[Written task] Rewrite every one of the records below as a numbered list, leaving out any blank lines.

[Available records]
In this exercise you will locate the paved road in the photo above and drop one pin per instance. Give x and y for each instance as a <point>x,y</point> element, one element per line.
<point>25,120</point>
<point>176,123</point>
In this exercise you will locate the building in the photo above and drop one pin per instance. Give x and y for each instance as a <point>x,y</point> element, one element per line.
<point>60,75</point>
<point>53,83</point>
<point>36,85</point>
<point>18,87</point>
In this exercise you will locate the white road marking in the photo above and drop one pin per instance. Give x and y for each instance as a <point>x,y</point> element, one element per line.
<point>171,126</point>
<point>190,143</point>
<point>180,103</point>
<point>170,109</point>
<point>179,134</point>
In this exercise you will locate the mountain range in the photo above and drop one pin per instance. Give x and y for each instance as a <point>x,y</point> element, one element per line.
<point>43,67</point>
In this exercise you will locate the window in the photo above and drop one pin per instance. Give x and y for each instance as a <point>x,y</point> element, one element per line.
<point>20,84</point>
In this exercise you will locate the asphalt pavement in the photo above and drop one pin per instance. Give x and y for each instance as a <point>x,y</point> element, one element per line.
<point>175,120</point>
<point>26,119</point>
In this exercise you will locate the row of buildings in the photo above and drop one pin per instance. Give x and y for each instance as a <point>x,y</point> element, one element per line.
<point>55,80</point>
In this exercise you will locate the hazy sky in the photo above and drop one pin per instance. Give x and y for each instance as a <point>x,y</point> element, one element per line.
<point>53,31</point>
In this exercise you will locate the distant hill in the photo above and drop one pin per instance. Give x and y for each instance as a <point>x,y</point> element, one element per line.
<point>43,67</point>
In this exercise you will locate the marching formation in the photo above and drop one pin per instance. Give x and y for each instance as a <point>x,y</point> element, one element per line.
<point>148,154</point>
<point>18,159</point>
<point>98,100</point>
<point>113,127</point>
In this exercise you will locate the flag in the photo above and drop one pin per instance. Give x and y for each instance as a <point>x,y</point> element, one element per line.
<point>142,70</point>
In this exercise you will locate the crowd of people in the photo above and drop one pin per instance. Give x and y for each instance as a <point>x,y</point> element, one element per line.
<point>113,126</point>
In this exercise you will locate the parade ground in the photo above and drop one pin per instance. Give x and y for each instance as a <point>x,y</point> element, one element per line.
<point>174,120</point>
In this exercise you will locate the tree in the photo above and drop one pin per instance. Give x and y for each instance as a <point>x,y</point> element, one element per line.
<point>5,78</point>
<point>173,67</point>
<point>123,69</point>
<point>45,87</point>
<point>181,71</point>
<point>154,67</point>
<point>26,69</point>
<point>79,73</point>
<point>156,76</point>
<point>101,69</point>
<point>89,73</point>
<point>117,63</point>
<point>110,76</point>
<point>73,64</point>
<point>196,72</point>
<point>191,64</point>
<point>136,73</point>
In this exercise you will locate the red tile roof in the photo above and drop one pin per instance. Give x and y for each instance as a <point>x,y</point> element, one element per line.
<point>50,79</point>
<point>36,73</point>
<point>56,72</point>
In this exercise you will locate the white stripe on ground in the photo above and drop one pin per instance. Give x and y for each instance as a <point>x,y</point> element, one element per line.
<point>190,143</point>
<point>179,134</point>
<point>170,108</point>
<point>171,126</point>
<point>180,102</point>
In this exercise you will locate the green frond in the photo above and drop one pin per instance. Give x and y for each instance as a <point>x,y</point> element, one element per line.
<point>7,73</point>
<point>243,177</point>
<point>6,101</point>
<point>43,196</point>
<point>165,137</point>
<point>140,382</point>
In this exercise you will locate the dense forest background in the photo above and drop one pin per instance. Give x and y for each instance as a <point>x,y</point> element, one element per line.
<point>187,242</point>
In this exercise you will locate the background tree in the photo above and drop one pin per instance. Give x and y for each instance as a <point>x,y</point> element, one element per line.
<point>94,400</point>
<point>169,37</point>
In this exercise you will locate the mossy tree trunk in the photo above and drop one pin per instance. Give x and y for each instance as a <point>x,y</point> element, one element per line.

[Task result]
1. In this exercise you will locate the paved road in the photo above and drop one pin per instance. Give x and y for each instance as a <point>x,y</point> element, one element per line.
2. <point>25,120</point>
3. <point>176,123</point>
4. In this exercise you will locate the building in the photo above and drop one pin per instance. Give x and y for each instance as a <point>x,y</point> element, one element per line.
5. <point>60,75</point>
6. <point>53,83</point>
7. <point>36,85</point>
8. <point>18,87</point>
9. In this exercise you will locate the white road marking in the photo above and drop one pin per instance. Give x and y for each instance as a <point>x,y</point> element, one element per line.
10. <point>171,126</point>
11. <point>190,143</point>
12. <point>180,103</point>
13. <point>170,109</point>
14. <point>179,134</point>
15. In this exercise you will locate the mountain range in the photo above and drop one pin per instance. Give x and y for each instance as a <point>x,y</point> element, one element per line.
16. <point>43,67</point>
17. In this exercise you will locate the window in the photo above and drop one pin per instance. Give x and y for each instance as a <point>x,y</point> element, one element per line.
18. <point>20,84</point>
19. In this exercise you will locate the asphalt pavement in the photo above and drop one pin per instance. Give x and y for each instance as a <point>x,y</point> element, one element per line.
20. <point>175,120</point>
21. <point>26,119</point>
22. In this exercise you will locate the row of buildings in the photo above and drop one pin per instance. Give x and y for each instance as a <point>x,y</point> element, one element per line.
23. <point>55,80</point>
24. In this exercise you will locate the hazy sky in the photo above and drop one pin per instance. Give x and y for each instance as a <point>x,y</point> element, one element per line.
25. <point>53,31</point>
26. In this exercise you will locate the distant hill in the photo above and drop one pin per instance. Give x and y for each instance as a <point>x,y</point> element, one element per line.
27. <point>43,67</point>
28. In this exercise you will locate the marching formation in the photo above and drop one pin per instance. Give x and y for each instance as a <point>x,y</point> element, one element per line.
29. <point>148,154</point>
30. <point>18,159</point>
31. <point>98,100</point>
32. <point>113,127</point>
33. In this exercise you will locate the flag in the photo above and drop one pin per instance. Give x and y for each instance as a <point>x,y</point> element, one element per line.
34. <point>142,70</point>
35. In this exercise you will locate the crowd of people in the photo above and drop one pin per instance. Give x and y for each instance as a <point>x,y</point> element, one element per line.
36. <point>113,126</point>
37. In this exercise you will locate the parade ground in the photo above and drop one pin per instance. Give x and y for each instance as a <point>x,y</point> element, one element per line.
38. <point>174,120</point>
39. In this exercise you will locate the tree in the photo above and drop one pin per instance. Give x and y for each instance as a <point>x,y</point> element, one element per line.
40. <point>5,78</point>
41. <point>173,67</point>
42. <point>123,69</point>
43. <point>45,87</point>
44. <point>181,71</point>
45. <point>154,67</point>
46. <point>26,69</point>
47. <point>79,73</point>
48. <point>156,76</point>
49. <point>101,69</point>
50. <point>89,73</point>
51. <point>117,63</point>
52. <point>110,76</point>
53. <point>73,64</point>
54. <point>196,72</point>
55. <point>191,64</point>
56. <point>136,73</point>
57. In this exercise you will locate the red tile roof in the photo above and drop one pin per instance. Give x and y for each instance as a <point>x,y</point> element, one element per line.
58. <point>50,79</point>
59. <point>36,73</point>
60. <point>56,72</point>
61. In this exercise you will locate the white stripe on ground in the photo above and drop one pin per instance. Give x and y for each instance as a <point>x,y</point> element, one element per line.
62. <point>190,143</point>
63. <point>179,134</point>
64. <point>170,108</point>
65. <point>171,126</point>
66. <point>180,102</point>
67. In this exercise you will locate the green frond in the photo above and drop one pin per instance. Give x and y for each instance as a <point>x,y</point> element, one element per line.
68. <point>7,73</point>
69. <point>243,177</point>
70. <point>6,101</point>
71. <point>43,196</point>
72. <point>165,137</point>
73. <point>140,382</point>
74. In this exercise you will locate the dense forest background in the photo above and drop one pin per instance. Give x and y for each instance as a <point>x,y</point> element, one element per line.
75. <point>187,242</point>
76. In this exercise you will locate the background tree in the photo above and drop one pin per instance. Give x and y for each instance as a <point>x,y</point> element, one element per line.
77. <point>94,400</point>
78. <point>169,37</point>
79. In this exercise you will locate the mossy tree trunk in the photo above and drop one pin per instance. Give x and y for each instance as a <point>x,y</point> element, one element per line.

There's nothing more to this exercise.